STORED DATA:

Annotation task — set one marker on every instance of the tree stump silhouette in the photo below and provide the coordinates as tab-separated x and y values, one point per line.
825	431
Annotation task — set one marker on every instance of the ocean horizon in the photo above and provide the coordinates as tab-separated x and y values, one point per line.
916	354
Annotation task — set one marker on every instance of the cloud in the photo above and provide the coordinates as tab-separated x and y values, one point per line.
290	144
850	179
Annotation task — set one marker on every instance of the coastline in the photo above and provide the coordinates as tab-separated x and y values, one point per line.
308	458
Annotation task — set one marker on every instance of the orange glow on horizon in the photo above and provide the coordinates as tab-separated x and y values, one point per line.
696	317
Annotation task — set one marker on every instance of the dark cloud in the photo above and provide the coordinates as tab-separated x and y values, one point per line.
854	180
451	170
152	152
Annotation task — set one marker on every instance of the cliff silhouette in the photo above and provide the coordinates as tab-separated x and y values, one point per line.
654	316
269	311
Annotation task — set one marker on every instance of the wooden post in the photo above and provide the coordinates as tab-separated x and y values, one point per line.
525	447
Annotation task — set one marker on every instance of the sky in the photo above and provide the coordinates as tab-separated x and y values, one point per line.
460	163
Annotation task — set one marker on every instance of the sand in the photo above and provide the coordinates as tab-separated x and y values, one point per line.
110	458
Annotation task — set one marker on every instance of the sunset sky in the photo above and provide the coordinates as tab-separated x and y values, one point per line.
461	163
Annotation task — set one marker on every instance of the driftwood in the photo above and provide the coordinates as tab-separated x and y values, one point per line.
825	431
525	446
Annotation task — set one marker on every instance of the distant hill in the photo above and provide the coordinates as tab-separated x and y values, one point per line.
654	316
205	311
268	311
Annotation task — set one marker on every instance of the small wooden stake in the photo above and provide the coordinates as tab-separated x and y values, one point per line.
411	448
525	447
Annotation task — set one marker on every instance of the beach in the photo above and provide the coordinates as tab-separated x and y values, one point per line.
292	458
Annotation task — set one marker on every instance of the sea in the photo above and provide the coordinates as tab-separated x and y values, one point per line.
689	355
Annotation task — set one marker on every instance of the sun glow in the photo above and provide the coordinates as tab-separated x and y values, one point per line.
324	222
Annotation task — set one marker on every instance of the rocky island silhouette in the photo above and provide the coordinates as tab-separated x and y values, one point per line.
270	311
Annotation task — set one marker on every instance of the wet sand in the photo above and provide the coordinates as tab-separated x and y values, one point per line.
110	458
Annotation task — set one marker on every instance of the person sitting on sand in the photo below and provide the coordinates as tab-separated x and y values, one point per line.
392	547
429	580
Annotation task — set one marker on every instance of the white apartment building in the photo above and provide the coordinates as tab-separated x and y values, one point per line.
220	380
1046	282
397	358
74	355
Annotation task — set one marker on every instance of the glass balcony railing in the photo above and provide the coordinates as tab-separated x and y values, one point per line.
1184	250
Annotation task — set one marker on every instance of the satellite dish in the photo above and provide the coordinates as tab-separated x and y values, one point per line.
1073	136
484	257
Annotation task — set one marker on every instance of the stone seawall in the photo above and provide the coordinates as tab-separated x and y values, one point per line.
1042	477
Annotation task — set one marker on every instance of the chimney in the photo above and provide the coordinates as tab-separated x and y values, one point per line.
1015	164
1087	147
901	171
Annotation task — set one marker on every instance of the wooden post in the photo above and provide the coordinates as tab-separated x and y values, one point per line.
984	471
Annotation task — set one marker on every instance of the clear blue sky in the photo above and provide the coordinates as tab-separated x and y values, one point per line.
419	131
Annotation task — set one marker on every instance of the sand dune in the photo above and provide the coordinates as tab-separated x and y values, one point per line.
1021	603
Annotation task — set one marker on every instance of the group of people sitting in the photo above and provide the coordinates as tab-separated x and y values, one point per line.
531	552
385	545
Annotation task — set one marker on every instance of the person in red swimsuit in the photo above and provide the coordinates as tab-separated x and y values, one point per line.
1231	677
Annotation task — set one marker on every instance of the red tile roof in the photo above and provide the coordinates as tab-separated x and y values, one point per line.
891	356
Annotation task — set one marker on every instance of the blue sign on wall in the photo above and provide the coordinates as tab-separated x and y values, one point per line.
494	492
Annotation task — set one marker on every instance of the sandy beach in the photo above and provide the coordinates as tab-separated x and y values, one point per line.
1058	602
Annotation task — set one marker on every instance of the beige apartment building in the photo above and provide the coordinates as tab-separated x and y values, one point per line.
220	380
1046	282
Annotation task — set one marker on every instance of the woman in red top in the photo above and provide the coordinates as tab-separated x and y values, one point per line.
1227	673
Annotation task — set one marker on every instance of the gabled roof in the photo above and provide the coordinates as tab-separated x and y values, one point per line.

YOUR GOAL:
Can you reproduce all the material exactly?

RESULT FOR THIS EXERCISE:
Annotation task — set one marker on every instance of the tree stump silhouette in the photo below and provide the coordinates as tab-separated x and y values, one point per line.
825	431
Annotation task — set one marker on every instance of the ocean horizon in the photo above and provide the coordinates as tab-separated x and y values, one point per line.
916	354
Annotation task — set one marker on every instance of the cloud in the photo above and provide the coordinates as tab-separated x and y values, one point per line.
290	144
850	179
Annotation task — set one marker on every instance of the coastline in the photo above and provide the coordinates as tab-separated x and y values, one point per line.
308	458
Annotation task — set one marker on every instance of the orange glow on horizon in the photo above and provide the coordinates as tab-separated x and y values, one point per line.
696	317
Annotation task — set one marker on every instance of the dark cloud in the photo above and provide the coordinates as tab-separated x and y values, one point per line.
854	180
451	170
152	152
Annotation task — set one marker on every instance of the cliff silhouette in the photo above and provide the coordinates as tab-separated x and y values, one point per line.
654	316
269	311
Annotation task — set one marker on every instance of the wooden post in the photo above and provide the coordinates as tab-separated x and y values, one point per line.
525	447
Annotation task — set one marker on every instance of the sky in the photo above and provide the coordinates as tab-separated x and y values, one point per line.
460	163
Annotation task — set one marker on every instance of the sand in the photo above and provide the coordinates as tab-separated x and y values, one point per line.
110	458
Annotation task — set one marker on every instance of the sunset sky in the photo above and provide the coordinates as tab-separated x and y values, one point per line.
461	163
Annotation task — set one marker on every instance of the driftwood in the photo above and provide the coordinates as tab-separated x and y values, one point per line.
825	431
525	446
Annotation task — set one marker on every instance of the distant hill in the photo above and provide the coordinates as tab-separated x and y values, one point per line.
654	316
205	311
268	311
Annotation task — set one marker on every instance of the small wooden stake in the photo above and provide the coordinates as tab-separated x and y values, one point per line.
411	448
525	447
Annotation task — set one marker on every instance of the beach in the photo above and provide the coordinates as tab-separated x and y values, one point per line.
292	458
Annotation task — set one marker on every instance of the sea in the photo above and provide the coordinates as tab-separated x and y values, one point per line.
689	355
Annotation task — set one marker on every instance of the sun glow in the photo above and provide the coordinates as tab-separated x and y values, one point per line.
324	222
Annotation task — set one marker on every instance of the rocky island silhouette in the photo above and provide the coordinates as tab-separated x and y values, one point per line.
270	311
Annotation task — set one marker on every instance of the wet sand in the photo above and provide the coordinates as tab-separated x and y values, one point per line.
110	458
Annotation task — set one marker on every instance of the person sitting on sand in the photo below and provide the coordinates as tab-separated x and y values, one point per line.
392	547
429	580
Annotation task — set one marker on every instance of the white apartment building in the photo above and provide the coordinates as tab-separated x and y values, one point per line.
220	380
1046	282
397	358
74	355
Annotation task — set one marker on every instance of the glass balcony railing in the photo above and provide the coordinates as tab-separated x and y values, one point per line.
1184	250
Annotation task — set one marker on every instance of the satellite dish in the photo above and provide the coordinates as tab-separated x and y values, one point per line.
1073	136
484	257
Annotation task — set one marker on every instance of the stone seawall in the photo above and provide the coordinates as tab-separated x and y values, one point per line.
1042	477
Annotation task — set one marker on every instance of the chimney in the photo above and provide the coordinates as tab-separated x and y values, one point per line.
1015	164
1087	147
901	171
Annotation task — set one marker on every instance of the wooden post in the photo above and provide the coordinates as tab-separated x and y values, one point per line.
984	471
Annotation task — set one marker on every instance of the clear blue sky in the photo above and provide the coordinates as tab-separated x and y values, one point per line.
419	131
Annotation task — set one marker on every instance of the sand dune in the photo above and provide the coordinates as tab-separated x and y values, one point per line.
1021	603
Annotation task — set one marker on every instance of the group of people sitting in the photo above and provide the coordinates as tab-separated x and y values, one point per line.
531	552
385	545
Annotation task — set one marker on every instance of the person in red swimsuit in the photo above and provide the coordinates as tab-separated x and y values, one point per line.
1231	677
Annotation task — set one marker on every instance of the red tile roof in the photo above and provide the coordinates as tab-separated x and y values, one point per line.
891	356
Annotation task — set one marker on every instance of the blue sign on wall in the photo above and provide the coordinates as tab-separated x and y values, one point per line.
494	492
Annotation task — set one marker on every instance of the sandy beach in the photo above and provide the coordinates as tab-separated x and y values, one point per line.
1058	602
Annotation task — set one marker on every instance of the beige apartment building in the photo above and provide the coordinates as tab-separated x and y values, one point per line.
220	380
1046	282
Annotation task — set one marker on every instance of the woman in red top in the photo above and provide the coordinates as tab-separated x and y values, one point per line.
1227	673
Annotation task — set one marker on every instance of the gabled roof in the photo above and provide the coordinates as tab-separated x and y values, one point per line.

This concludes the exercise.